Every line below is to be copied exactly, with the pictures left out.

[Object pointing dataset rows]
[BEGIN]

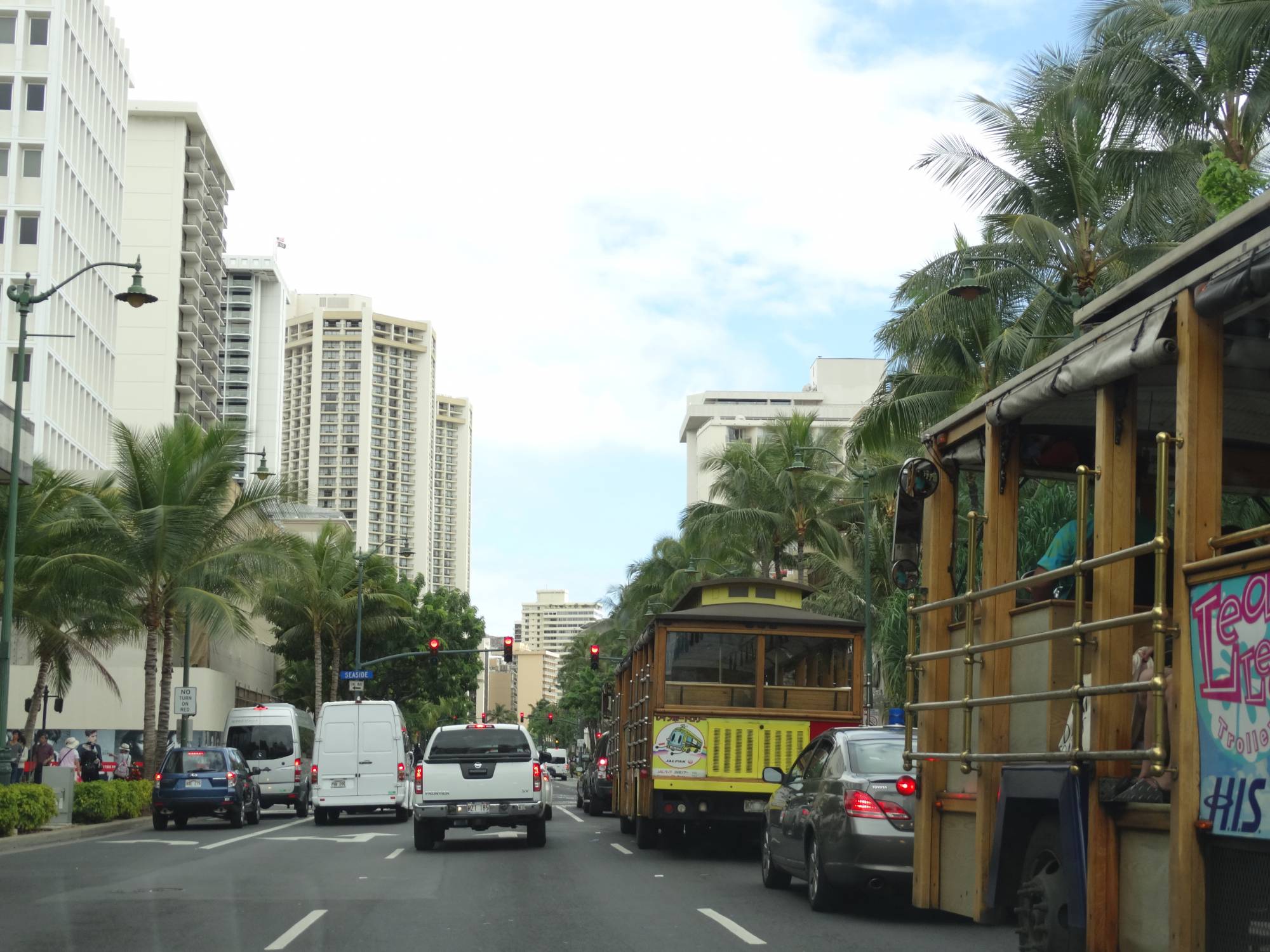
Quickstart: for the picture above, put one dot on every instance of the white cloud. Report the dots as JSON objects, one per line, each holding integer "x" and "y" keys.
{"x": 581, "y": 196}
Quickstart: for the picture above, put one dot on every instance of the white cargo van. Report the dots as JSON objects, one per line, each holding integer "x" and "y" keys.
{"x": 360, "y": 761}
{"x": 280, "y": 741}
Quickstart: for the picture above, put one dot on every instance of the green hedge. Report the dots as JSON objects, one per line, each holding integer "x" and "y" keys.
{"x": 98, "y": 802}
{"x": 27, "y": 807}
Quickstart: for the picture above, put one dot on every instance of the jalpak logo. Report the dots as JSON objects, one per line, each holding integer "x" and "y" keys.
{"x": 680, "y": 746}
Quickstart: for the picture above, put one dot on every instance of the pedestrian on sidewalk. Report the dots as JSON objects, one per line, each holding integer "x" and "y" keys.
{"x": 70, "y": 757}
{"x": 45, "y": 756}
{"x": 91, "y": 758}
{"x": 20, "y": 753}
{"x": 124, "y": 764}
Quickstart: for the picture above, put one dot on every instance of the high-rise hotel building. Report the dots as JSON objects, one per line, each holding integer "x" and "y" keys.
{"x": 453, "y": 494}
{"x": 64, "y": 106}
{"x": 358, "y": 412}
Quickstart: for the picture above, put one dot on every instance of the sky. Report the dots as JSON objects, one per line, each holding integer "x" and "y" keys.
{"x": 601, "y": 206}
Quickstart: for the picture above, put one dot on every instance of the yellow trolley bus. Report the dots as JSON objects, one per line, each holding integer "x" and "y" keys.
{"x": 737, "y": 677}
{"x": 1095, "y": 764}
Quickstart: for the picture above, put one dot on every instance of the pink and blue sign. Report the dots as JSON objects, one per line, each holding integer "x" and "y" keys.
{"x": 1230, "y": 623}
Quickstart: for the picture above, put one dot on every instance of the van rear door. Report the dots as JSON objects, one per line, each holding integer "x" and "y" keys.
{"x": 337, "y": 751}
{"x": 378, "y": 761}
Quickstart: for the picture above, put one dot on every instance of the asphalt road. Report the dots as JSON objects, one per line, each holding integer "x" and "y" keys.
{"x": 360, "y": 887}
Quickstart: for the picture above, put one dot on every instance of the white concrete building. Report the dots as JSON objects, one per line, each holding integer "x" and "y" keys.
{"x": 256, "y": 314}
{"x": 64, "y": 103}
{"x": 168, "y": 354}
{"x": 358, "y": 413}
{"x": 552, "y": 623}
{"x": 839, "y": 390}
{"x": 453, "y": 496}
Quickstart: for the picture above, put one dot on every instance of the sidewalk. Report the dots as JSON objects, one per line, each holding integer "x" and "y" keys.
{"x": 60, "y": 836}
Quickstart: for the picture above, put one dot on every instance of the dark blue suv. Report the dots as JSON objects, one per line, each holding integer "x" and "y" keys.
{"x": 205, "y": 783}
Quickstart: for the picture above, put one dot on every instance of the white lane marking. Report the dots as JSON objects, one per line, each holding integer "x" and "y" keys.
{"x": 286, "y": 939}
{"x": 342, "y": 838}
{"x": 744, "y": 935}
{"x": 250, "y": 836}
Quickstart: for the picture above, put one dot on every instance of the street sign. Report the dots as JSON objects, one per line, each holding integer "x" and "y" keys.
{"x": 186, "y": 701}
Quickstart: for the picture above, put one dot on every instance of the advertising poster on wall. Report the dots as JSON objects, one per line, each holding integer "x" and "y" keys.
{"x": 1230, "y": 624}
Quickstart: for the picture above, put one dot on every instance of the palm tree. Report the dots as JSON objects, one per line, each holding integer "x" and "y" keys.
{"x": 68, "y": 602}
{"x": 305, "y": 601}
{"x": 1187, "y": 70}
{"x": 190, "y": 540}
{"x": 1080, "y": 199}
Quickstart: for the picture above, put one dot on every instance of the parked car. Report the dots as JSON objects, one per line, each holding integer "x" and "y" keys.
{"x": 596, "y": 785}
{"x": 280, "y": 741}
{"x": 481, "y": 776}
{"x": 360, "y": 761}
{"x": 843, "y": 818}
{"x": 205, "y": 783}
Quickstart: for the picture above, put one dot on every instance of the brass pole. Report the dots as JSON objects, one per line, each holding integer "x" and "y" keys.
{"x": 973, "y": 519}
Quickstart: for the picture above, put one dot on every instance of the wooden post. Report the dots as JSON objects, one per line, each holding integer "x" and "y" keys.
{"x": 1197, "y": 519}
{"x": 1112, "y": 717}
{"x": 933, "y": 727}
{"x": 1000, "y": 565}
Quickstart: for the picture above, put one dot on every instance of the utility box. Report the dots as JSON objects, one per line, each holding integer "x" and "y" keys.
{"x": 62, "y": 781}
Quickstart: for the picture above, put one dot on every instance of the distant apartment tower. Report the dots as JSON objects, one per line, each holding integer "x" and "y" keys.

[END]

### Exercise result
Quickstart: for the picture above, put one dot on every instance of the white cloud. Report the dots as JSON objects, one per line, each holding integer "x" and "y" keys.
{"x": 581, "y": 196}
Quickstart: for the picture above, put one dot on every instance of the white cargo van. Report the dots as JSON objects, one per line, each holding integer "x" and "y" keys.
{"x": 360, "y": 761}
{"x": 280, "y": 741}
Quickstart: for the picture above, put one dot on every instance of the green hedge. Report the dots as JSON objects, one per line, each holding integer "x" and "y" keys.
{"x": 98, "y": 802}
{"x": 27, "y": 807}
Quickstart: for the picture above, put one dot on every instance of the jalpak logo. Report the dots as JSON objects, one per line, each holding integer "x" and "y" keys.
{"x": 680, "y": 746}
Quickstart: for the picture above, put one dot on every instance of the pedestrian on sidewalk. Report the dots as JSON objects, one per line, each holding integer "x" and "y" keys.
{"x": 70, "y": 757}
{"x": 45, "y": 756}
{"x": 91, "y": 758}
{"x": 20, "y": 753}
{"x": 124, "y": 764}
Quickstart: for the picture above, put one dot on every instance of the high-rise hotel building. Report the dots as JSON objects, one per line, each holding integer "x" and "y" keys.
{"x": 453, "y": 494}
{"x": 64, "y": 106}
{"x": 358, "y": 412}
Quickstart: for the picture above, put one dot on every instance of the sky. Report the dots as JSON objects, one per line, each holding integer "x" and "y" keys.
{"x": 601, "y": 206}
Quickstart: for the picture above, put one dot on every instance of the yellow trolley bus. Report the dots as JSON objects, one per line, each holding integer "x" and "y" keys.
{"x": 737, "y": 677}
{"x": 1095, "y": 764}
Quickstart: for the picture above, put one dot on every instance of the pink and blue sign. Report the dots as JSON objects, one per line, each holding integer "x" and "y" keys.
{"x": 1230, "y": 623}
Quickstart: for the picture above, put one dot on every instance of the van rear door. Report the dots as JSON objects, one per line, each holding integer "x" and "y" keys.
{"x": 337, "y": 751}
{"x": 378, "y": 761}
Quickstart: for the picture above, put one dot on every instance of the asphalt road. Report the dots as JSON objects, one per line, each holding integer "x" and "y" keys.
{"x": 360, "y": 887}
Quickstart: for the picture above, put one dot on every instance of the white concrete building. Report the dots as JSON objects, one per line, each holding integer "x" and "y" keys.
{"x": 256, "y": 314}
{"x": 64, "y": 103}
{"x": 168, "y": 354}
{"x": 358, "y": 413}
{"x": 552, "y": 623}
{"x": 839, "y": 390}
{"x": 453, "y": 496}
Quickstart: for the picture above, put one dot on every instance of the sidewalk. Report the dots as JSON objects, one per line, each holding integer "x" and "y" keys.
{"x": 60, "y": 836}
Quickstart: for the picture above, put one dot on every instance of the dark blue suv. Report the dots as JSON objects, one per line, each holding integer "x" and "y" keys.
{"x": 205, "y": 783}
Quickstart: for the picture above, put one dot on every instance of the white lane marking. Report the dots as JSON objects, one per line, each holding integer "x" and "y" keys.
{"x": 286, "y": 939}
{"x": 342, "y": 838}
{"x": 744, "y": 935}
{"x": 250, "y": 836}
Quickstart: for the picture above, put one dot on every instance of the street sign. Report the dots as JSON objects, one per line, each holding integer "x" and "y" keys.
{"x": 186, "y": 701}
Quickstart: for the picture above, put one dot on every instance of the advertising poster on wall. Report the dots as JSON objects, one per line, each holding integer "x" and "y" keys.
{"x": 1230, "y": 624}
Quickstart: for the picture above, put one dot on every instance of the palm tree. Report the dots as JSON objects, one per line, each holding integer "x" and "y" keys.
{"x": 68, "y": 602}
{"x": 305, "y": 601}
{"x": 1187, "y": 70}
{"x": 190, "y": 540}
{"x": 1080, "y": 199}
Quickstart: for the picture above, put one dot on every instance of the parked car. Report the dots as JSON objects, one per line, each holding integer "x" and "y" keys.
{"x": 596, "y": 785}
{"x": 280, "y": 741}
{"x": 481, "y": 776}
{"x": 360, "y": 761}
{"x": 843, "y": 818}
{"x": 205, "y": 783}
Quickstart: for the picture above, put one dot on every instance of the brass pole. Report the dots as JSON objects, one per line, each holding integer "x" and "y" keys.
{"x": 973, "y": 519}
Quickstart: for the picture above, put one dot on every instance of the wooden post. Report the dots as JSON objects, one per line, each holding integer "x" and "y" keys.
{"x": 1197, "y": 519}
{"x": 1112, "y": 717}
{"x": 933, "y": 727}
{"x": 1000, "y": 565}
Quickstart: for the picture above, put one dot on every instance of the utility box. Report the dots as JSON objects, one per line, each holding integer "x" and "y" keys.
{"x": 62, "y": 781}
Quickstart: for the picture above, put one dot on every instance of the distant apartment tower. Report the dots as JSON objects, one per line, each holding integer "x" and "y" keys.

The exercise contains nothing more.